Problem 1:
From the section on agent loops, reproduce the text between "Skip to content" and "commands, queries tools).", inclusive.
Problem 2:
Answer these questions using the section on agent loops:
(a) Who is the Ralph loop named after?
(b) According to OpenAI, how long can individual Codex runs work on a single task?
(c) Which stop condition is called a bad one?

Given passage:
=====
Skip to content

4. The loop: iteration as primitive

There's an observation that shows up in every team running agents seriously, and Geoffrey Huntley articulates it better than anyone: the agent isn't a function, it's a loop. Treating it as a function — input, output, done — is the source of half the problems you see in teams that are just starting out.

The mental model shift

When you call a "pure" LLM — chat, completing a message — it's reasonable to think of it as a function. You give it a prompt, it returns text. But an agent doesn't work that way. An agent:

  1. Receives a goal.
  2. Looks at the environment (reads files, runs commands, queries tools).
  3. Decides an action.
  4. Executes it.
  5. Observes the result.
  6. Decides whether to continue, back off, or finish.
  7. Goes back to step 2.

That's a loop. And the important thing is that the quality of the agent doesn't just depend on what decision it makes at each step, but on how many iterations it can sustain before going off the rails. An average model in a well-designed loop beats an excellent model in a badly-designed one. This is counterintuitive and it's where most money is being lost in the industry right now.

The "Ralph loop" as primitive

Huntley describes what he calls the Ralph loop (named after Ralph Wiggum from the Simpsons): a monolithic orchestrator that runs one iteration of the loop and starts over. No complicated planning logic, no exquisite decision trees. Just: run a turn, observe, run another.

The intuition behind it matters. When an agent fails, there are two possible responses:

  • Brittle response: add logic that detects that specific failure and avoids it. Every failure spawns orchestration code.
  • Robust response: make sure the loop can notice it failed and retry differently. The failure spawns a better sensor or a better guide, not more logic.

Huntley calls this "watch the loop": watch where the loop fails repeatedly and, instead of patching it, put on your engineer hat and fix the systemic condition that causes it. It's the same philosophy as SRE: don't celebrate the hero who puts out the fire every night, fix the cause of the fire.

Three properties of a good loop

If you're going to invest in the loop (and you should), look for three properties:

1. Observable. Each iteration should produce readable signals. It's not enough for the agent to "finish"; it has to leave a trail of what it tried, what it saw, what it decided. The loop's logs are your only debugging mechanism when something goes wrong at 3am.

2. Interruptible and resumable. A loop that needs to run uninterrupted for six hours and gets lost if you stop it is brittle. A loop that can stop at any point, persist its state, and resume, is resilient. OpenAI mentions that individual Codex runs can work for over six hours on a single task — that's only possible if the loop is persistent.

3. Self-terminating by progress, not by attempts. "Retry up to 5 times" is a bad stop condition. "Retry while you're making measurable progress" is a good one. The difference shows up when the agent has spent 4 rounds working well on a hard task and the loop kills it on an absurd timeout.
=====
Source material:
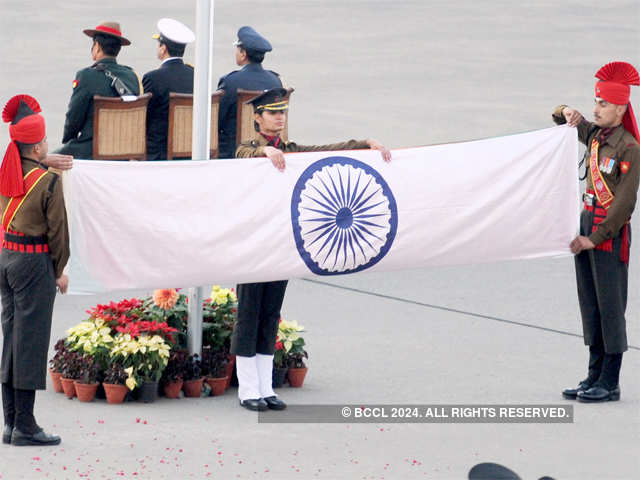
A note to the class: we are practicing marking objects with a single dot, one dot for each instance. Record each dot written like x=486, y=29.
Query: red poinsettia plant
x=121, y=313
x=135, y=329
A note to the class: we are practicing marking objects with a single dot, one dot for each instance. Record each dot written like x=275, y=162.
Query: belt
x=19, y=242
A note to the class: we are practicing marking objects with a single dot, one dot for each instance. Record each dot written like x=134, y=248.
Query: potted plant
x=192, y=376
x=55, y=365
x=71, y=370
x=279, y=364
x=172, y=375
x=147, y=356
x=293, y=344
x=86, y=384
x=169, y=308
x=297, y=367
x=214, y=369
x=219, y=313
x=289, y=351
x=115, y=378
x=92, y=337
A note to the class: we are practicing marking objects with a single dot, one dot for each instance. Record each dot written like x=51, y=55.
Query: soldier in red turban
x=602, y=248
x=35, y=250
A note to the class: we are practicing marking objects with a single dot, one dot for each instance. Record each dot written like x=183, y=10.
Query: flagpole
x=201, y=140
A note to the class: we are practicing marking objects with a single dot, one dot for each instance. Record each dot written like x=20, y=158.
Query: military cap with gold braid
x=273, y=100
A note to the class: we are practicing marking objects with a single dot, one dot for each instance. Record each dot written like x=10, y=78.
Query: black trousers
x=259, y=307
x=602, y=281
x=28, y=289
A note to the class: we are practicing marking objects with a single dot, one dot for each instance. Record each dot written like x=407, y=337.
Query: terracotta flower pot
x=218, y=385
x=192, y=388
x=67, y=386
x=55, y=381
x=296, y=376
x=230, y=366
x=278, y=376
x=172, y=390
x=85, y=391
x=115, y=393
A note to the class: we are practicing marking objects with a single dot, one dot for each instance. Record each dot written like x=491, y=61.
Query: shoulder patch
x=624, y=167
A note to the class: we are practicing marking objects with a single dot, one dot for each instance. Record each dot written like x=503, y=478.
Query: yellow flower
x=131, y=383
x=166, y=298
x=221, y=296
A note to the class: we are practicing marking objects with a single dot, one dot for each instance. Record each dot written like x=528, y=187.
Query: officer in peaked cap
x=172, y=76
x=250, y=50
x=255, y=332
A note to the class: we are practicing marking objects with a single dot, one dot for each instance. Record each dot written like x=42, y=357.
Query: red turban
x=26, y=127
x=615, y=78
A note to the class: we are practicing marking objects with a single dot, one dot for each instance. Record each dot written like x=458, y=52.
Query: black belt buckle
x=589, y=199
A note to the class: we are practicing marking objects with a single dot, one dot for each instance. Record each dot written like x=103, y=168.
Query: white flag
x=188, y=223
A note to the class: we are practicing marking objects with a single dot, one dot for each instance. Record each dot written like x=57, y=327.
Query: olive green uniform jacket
=====
Written response 1:
Skip to content

4. The loop: iteration as primitive

There's an observation that shows up in every team running agents seriously, and Geoffrey Huntley articulates it better than anyone: the agent isn't a function, it's a loop. Treating it as a function — input, output, done — is the source of half the problems you see in teams that are just starting out.

The mental model shift

When you call a "pure" LLM — chat, completing a message — it's reasonable to think of it as a function. You give it a prompt, it returns text. But an agent doesn't work that way. An agent:

  1. Receives a goal.
  2. Looks at the environment (reads files, runs commands, queries tools).

Written response 2:
(a) Ralph Wiggum from the Simpsons
(b) Over six hours
(c) "Retry up to 5 times"